BEGIN
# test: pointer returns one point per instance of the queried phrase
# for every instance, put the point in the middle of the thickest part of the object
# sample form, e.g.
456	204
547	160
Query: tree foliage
END
BEGIN
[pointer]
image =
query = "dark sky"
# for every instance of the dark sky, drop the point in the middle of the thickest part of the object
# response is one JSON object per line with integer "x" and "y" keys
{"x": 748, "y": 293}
END
● TASK DETAILS
Only the lines above from the line with "# for every instance, put" to the line with "Query: tree foliage", those two lines included, should be reproduced exactly.

● SOLUTION TO THIS PROBLEM
# for every instance, put the point in the middle of the thickest part of the object
# sample form, e.g.
456	204
547	160
Query: tree foliage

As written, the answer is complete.